### Latihan Singkat A
Tulis lagi catatan mulai dari baris yang memuat "the crocodile eye" sampai baris yang memuat "pixel 166 138", kedua baris itu termasuk. Geser setiap angka koordinat dalam jawabannya sebesar -98.

Andrea Hirata, Akhirnya

“Jika anda tak mampu mengubah sistem, maka ubahlah diri anda.”


Pernahkah kalian bermimpi untuk bertemu dengan seseorang? Seseorang yang saat kalian memikirkan sosoknya atau mendengar namanya kalian merasa seperti ada suntikan energi dan semacam ada rasa sesak yang bersemayam di dalam dada. Seseorang yang benar-benar ingin kalian temui sebelum napas tercekat. Jika iya, maka kita sama. Aku juga memiliki seseorang yang teramat kuidolakan hingga membuatku menuliskan namanya dalam daftar resolusi hidupku; bertemu dengan Andrea Hirata, resolusi ke-28.

Lalu sudahkah kalian bertemu dengan tokoh idola kalian? Jika belum, maka aku lebih beruntung dari kalian. Beberapa waktu silam takdir akhirnya mempertemukanku dengannya melalui skenario yang begitu apik. Akan kukisahkan bagaimana mimpi itu terwujud.

Aku harus bersyukur menjadi salah satu penerima beasiswa yang paling banyak diburu abad ini di Indonesia; LPDP. Mungkin kalian tahu bahwa semua awardee harus mengikuti pembekalan atau yang lebih akrab disebut PK (Persiapan Keberangkatan). Di sinilah awal mula takdir menggiring kami.

“Siapa yang mengidolakan Andrea Hirata?” Sebuah pertanyaan terlontar dari PIC PK.

Sontak aku mengangkat tangan secepat mungkin tanpa ragu. Kulihat sekeliling, hampir semua melakukan hal yang sama denganku.

“Oke. Besok kita undang Andrea Hirata.”

Ruangan ramai dengan sorak bahagia dari peserta. Aku bersorak dalam hati. Bahagia, tentu saja. Khawatir, juga pasti. Bagaimana tidak, tokoh-tokoh yang dihadirkan bukanlah orang-orang dengan agenda minim. Kehadirannya pun masih dalam konfirmasi. Tak terkecuali bang Andrea. Namun doa tak henti kurapalkan agar esok bang Andrea benar-benar hadir di hadapanku.

### Latihan Singkat B
Salin bagian tulisan tentang pertemuan dengan Andrea Hirata mulai dari "Pernahkah kalian bermimpi" hingga "Hirata, resolusi ke-28.", dan ganti "sosoknya" dengan "wajahnya".

Catatan penunjukan objek dalam foto

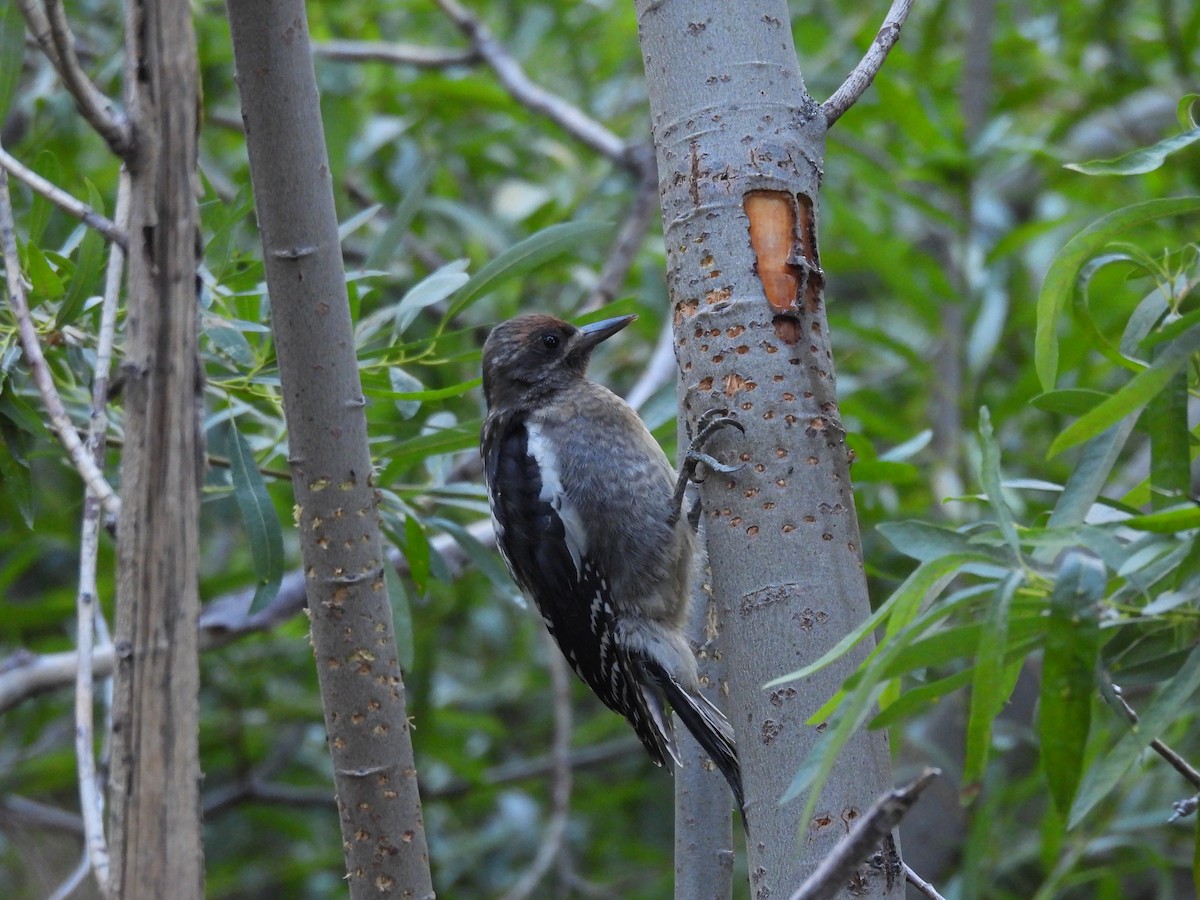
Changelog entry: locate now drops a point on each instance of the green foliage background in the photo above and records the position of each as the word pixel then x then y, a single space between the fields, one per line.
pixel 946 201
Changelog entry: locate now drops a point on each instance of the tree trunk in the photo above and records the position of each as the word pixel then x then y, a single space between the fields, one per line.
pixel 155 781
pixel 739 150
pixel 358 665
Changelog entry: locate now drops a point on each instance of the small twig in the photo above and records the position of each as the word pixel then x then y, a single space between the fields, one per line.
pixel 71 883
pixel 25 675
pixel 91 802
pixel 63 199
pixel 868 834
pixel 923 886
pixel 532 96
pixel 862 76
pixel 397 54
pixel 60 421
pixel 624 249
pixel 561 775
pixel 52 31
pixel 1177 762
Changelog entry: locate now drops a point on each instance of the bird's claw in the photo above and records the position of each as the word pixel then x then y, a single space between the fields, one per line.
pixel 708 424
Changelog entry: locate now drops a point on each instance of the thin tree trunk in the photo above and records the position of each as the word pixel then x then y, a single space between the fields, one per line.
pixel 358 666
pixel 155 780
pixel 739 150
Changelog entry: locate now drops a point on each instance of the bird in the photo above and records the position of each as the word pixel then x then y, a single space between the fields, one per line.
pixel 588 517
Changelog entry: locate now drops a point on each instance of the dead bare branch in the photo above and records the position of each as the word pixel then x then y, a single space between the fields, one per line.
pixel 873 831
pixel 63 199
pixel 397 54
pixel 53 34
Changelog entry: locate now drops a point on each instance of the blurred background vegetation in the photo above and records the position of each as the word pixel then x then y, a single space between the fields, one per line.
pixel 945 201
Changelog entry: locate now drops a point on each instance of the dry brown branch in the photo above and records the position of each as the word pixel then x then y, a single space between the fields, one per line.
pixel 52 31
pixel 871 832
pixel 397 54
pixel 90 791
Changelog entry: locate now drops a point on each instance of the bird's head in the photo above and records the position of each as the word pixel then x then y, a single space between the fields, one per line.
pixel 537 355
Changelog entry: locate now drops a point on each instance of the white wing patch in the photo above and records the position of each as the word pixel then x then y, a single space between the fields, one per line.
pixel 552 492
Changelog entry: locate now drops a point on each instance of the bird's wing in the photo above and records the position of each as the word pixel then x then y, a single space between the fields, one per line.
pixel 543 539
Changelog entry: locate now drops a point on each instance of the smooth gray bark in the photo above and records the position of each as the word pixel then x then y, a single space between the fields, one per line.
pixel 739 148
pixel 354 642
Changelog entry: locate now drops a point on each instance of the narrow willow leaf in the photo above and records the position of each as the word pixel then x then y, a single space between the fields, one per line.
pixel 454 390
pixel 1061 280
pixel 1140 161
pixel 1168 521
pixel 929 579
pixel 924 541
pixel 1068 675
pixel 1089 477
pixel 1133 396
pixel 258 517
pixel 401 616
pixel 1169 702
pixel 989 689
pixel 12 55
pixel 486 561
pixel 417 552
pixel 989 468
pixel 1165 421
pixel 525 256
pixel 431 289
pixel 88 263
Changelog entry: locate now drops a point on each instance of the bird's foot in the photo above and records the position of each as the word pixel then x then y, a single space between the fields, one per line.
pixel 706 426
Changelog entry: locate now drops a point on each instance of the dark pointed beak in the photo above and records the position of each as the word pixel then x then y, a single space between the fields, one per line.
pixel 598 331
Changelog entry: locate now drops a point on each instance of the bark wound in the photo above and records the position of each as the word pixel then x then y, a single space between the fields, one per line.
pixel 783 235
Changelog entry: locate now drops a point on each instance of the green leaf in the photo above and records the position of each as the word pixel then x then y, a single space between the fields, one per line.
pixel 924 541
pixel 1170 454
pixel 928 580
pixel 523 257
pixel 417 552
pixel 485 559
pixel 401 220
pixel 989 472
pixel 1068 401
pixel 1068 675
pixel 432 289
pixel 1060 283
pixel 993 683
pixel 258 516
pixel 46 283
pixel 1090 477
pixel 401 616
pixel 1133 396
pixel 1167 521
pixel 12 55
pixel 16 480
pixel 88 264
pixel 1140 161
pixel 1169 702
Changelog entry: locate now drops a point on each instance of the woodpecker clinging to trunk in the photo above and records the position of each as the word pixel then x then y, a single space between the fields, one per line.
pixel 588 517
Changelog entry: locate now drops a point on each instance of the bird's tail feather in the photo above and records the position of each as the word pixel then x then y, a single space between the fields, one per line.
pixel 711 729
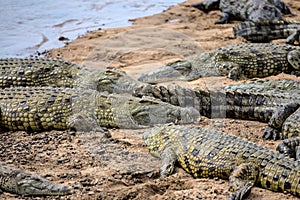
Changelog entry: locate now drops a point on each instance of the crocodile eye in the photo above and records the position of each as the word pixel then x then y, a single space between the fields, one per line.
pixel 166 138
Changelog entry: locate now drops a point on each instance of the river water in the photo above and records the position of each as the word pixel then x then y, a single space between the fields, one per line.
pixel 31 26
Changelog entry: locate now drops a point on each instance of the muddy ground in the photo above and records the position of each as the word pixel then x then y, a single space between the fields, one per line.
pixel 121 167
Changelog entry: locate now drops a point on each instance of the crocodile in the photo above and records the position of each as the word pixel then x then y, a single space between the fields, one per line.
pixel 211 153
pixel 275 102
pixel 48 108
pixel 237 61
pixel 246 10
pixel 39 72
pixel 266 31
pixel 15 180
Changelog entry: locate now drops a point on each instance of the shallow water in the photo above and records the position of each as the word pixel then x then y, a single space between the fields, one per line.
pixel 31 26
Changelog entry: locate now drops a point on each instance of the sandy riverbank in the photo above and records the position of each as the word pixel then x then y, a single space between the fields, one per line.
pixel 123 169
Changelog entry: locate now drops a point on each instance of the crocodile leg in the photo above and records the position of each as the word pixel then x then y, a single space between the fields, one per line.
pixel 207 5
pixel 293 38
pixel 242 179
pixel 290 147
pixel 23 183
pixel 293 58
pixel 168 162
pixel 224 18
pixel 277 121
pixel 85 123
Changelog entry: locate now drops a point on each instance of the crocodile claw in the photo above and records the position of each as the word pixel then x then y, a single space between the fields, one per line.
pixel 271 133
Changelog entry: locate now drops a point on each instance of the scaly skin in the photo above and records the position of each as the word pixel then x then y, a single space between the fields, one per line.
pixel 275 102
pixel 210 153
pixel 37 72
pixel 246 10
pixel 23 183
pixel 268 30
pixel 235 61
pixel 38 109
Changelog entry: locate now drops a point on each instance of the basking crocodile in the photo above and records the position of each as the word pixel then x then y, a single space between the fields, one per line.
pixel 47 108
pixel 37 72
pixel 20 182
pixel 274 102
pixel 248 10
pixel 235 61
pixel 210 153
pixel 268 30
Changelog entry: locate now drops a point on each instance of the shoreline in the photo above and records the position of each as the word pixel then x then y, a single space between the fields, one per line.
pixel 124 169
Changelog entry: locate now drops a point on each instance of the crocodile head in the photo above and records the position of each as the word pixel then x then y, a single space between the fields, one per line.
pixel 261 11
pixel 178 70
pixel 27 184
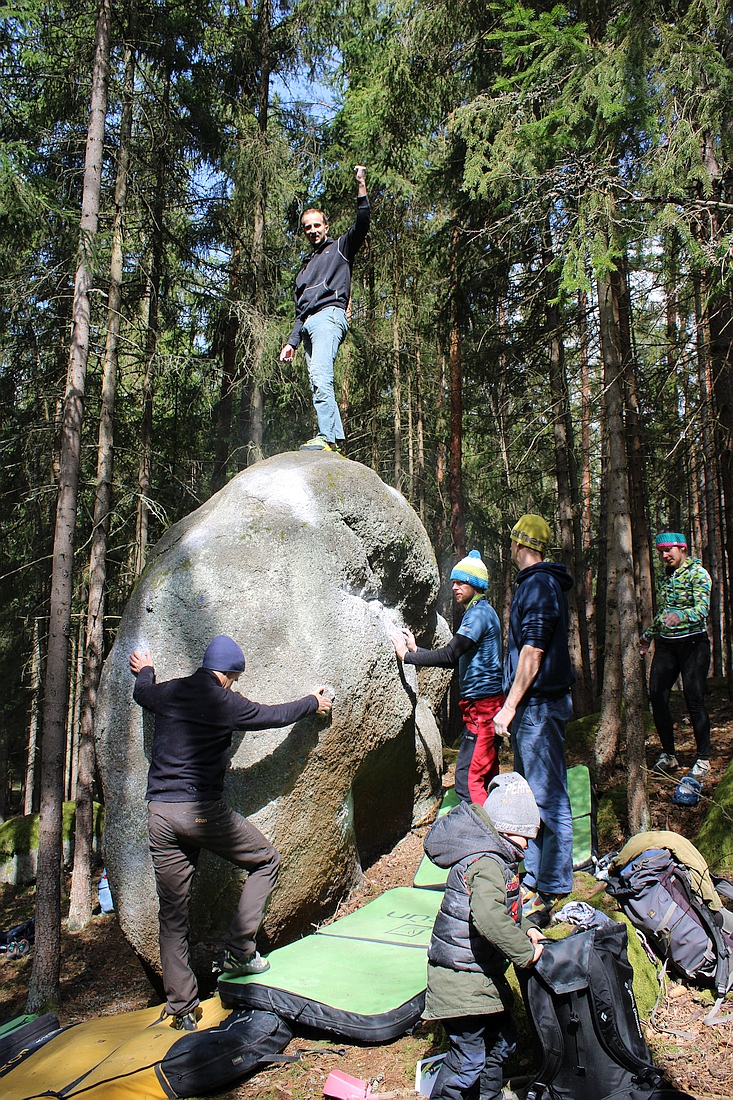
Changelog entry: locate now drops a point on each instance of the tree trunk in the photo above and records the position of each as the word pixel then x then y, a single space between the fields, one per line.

### Hasil A
Changelog entry: locate now drops a point on each instance of the crocodile eye in the photo above and records the position of each as the word pixel then x then y, a single space between the fields, one per line.
pixel 68 40

### Hasil B
Pernahkah kalian bermimpi untuk bertemu dengan seseorang? Seseorang yang saat kalian memikirkan wajahnya atau mendengar namanya kalian merasa seperti ada suntikan energi dan semacam ada rasa sesak yang bersemayam di dalam dada. Seseorang yang benar-benar ingin kalian temui sebelum napas tercekat. Jika iya, maka kita sama. Aku juga memiliki seseorang yang teramat kuidolakan hingga membuatku menuliskan namanya dalam daftar resolusi hidupku; bertemu dengan Andrea Hirata, resolusi ke-28.